Cette vaccination obligatoire est la seule mesure universelle aujourd’hui à notre disposition. Les publics éloignés de la vaccination, notamment les plus précaires ou ceux qui ne se sentent pas concernés par le passe sanitaire, entreront enfin de plain-pied dans la stratégie vaccinale française. Elle ne sera pas un frein à l’« aller vers », mais sera complémentaire, car elle permettra d’engager un dialogue avec celles et ceux qui sont encore dans l’angle mort de la vaccination.
Reste la question de la sanction. Il n’y en a pas dans notre texte d’origine, car l’expérience prouve que c’est l’annonce d’une obligation qui amène les populations à agir, et non l’annonce d’une sanction. On le voit, certes sur un échantillon démographique limité, en Nouvelle-Calédonie, où l’annonce de l’obligation a entraîné une hausse de la vaccination, alors qu’il n’y avait pas de sanctions pour la population générale.
Pour autant, un amendement a été déposé par une grande partie de notre groupe, que je soutiens. Il vise à la mise en place de sanctions proportionnées, à l’inverse de ce qui a été proposé pour le passe sanitaire.
Concernant le contrôle – question qui nous est fréquemment posée –, il faut également un dispositif proportionné. Plutôt qu’un contrôle partout, tout le temps, contre tous ceux qui n’auraient pas le passe sanitaire, nous pensons qu’un contrôle aléatoire serait tout à fait efficace.

» DONNÉES ENREGISTRÉES
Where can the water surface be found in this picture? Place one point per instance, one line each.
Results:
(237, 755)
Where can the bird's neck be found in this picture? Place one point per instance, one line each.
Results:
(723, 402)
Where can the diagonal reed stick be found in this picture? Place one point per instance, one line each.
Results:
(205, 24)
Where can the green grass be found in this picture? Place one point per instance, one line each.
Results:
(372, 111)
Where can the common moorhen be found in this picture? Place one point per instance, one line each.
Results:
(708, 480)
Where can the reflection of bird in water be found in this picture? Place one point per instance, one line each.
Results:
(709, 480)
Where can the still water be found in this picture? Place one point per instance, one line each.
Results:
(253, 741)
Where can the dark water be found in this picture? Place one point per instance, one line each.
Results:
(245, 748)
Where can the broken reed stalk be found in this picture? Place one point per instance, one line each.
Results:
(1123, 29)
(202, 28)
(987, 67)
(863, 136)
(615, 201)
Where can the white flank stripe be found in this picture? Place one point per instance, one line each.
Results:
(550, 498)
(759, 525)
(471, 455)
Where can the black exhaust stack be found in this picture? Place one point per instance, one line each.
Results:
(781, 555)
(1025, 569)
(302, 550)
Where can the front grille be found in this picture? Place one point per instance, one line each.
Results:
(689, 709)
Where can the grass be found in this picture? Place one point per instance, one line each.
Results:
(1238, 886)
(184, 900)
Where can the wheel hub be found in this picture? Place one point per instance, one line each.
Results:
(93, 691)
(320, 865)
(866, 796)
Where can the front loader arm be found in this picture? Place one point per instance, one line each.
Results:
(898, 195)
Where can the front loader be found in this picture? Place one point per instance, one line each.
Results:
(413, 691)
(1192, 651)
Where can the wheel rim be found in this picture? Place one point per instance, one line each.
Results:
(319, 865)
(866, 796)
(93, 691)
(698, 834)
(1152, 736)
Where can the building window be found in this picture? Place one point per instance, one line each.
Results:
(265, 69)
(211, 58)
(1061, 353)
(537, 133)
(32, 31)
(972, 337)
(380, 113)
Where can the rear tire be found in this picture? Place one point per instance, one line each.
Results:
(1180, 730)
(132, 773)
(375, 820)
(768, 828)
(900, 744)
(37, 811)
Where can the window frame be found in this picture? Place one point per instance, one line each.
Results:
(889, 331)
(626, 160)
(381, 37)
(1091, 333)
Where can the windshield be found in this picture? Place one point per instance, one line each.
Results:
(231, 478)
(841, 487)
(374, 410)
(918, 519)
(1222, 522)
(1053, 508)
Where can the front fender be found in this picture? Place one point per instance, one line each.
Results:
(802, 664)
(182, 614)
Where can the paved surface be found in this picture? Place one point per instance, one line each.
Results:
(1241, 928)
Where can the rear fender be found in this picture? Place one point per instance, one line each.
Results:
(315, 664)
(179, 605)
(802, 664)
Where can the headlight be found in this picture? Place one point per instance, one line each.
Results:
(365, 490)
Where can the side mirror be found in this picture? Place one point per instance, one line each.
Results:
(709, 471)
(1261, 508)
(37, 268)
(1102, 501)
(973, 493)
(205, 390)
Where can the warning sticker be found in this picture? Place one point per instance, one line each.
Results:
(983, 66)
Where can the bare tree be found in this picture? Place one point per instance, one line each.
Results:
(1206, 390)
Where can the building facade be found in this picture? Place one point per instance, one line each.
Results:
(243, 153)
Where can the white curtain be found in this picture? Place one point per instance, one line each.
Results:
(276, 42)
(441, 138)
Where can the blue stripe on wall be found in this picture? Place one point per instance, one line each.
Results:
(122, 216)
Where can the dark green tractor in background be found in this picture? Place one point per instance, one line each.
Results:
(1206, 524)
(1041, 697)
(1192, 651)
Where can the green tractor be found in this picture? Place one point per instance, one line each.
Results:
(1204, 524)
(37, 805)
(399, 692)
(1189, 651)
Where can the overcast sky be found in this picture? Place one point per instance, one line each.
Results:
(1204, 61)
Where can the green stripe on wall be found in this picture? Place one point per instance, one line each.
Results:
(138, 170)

» CONSIGNE
Prolongez, s'il vous plaît, l'extrait sur la vaccination obligatoire à partir de sa dernière phrase.

» CORRIGÉ
Je tiens d’ailleurs à signaler, monsieur le secrétaire d’État, que nous constatons une forme de relâchement dans le contrôle du passe sanitaire sur le terrain. De mauvaises habitudes sont en train d’être prises, y compris chez les commerçants, voire même les restaurateurs.
En tout cas, le contrôle aléatoire serait beaucoup plus efficace, et nous pourrions le systématiser dans les lieux très fréquentés, avec une jauge importante.
Pour conclure, mes chers collègues, les principes qui nous ont amenés à déposer cette proposition de loi sont simples. L’obligation vaccinale ne doit pas être, et ne sera pas, l’alpha et l’oméga de la lutte contre le virus. Elle est cependant une pierre importante, fondamentale, qu’il faut additionner à une stratégie plus globale. En ce sens, nous continuerons à nous exprimer, monsieur le secrétaire d’État, sur la levée des brevets, sur le dispositif Covax, qui est loin d’avoir atteint ses objectifs, et sur les engagements internationaux de la France.
L’Organisation mondiale de la santé (OMS), par la voix de Maria Van Kerkhove, nous alerte, en nous disant que nous n’avons pas le contrôle du virus dans le monde. Il faut l’entendre. Rien que pendant la première semaine d’octobre ont été constatés 3 millions de cas nouveaux de contamination dans le monde, et 54 000 décès. Nous continuerons également à soutenir la recherche sur les traitements et les mesures sanitaires tant qu’elles seront nécessaires.
Mais je le répète, la vaccination universelle obligatoire est la seule solution efficace pour obtenir une couverture médicale nécessaire à notre protection collective. Avec l’obligation vaccinale, sous réserve de l’apparition de nouveaux variants résistants au vaccin, la covid-19 peut être réduite à une maladie à bas bruit, avec des résurgences saisonnières maîtrisées sur le plan sanitaire.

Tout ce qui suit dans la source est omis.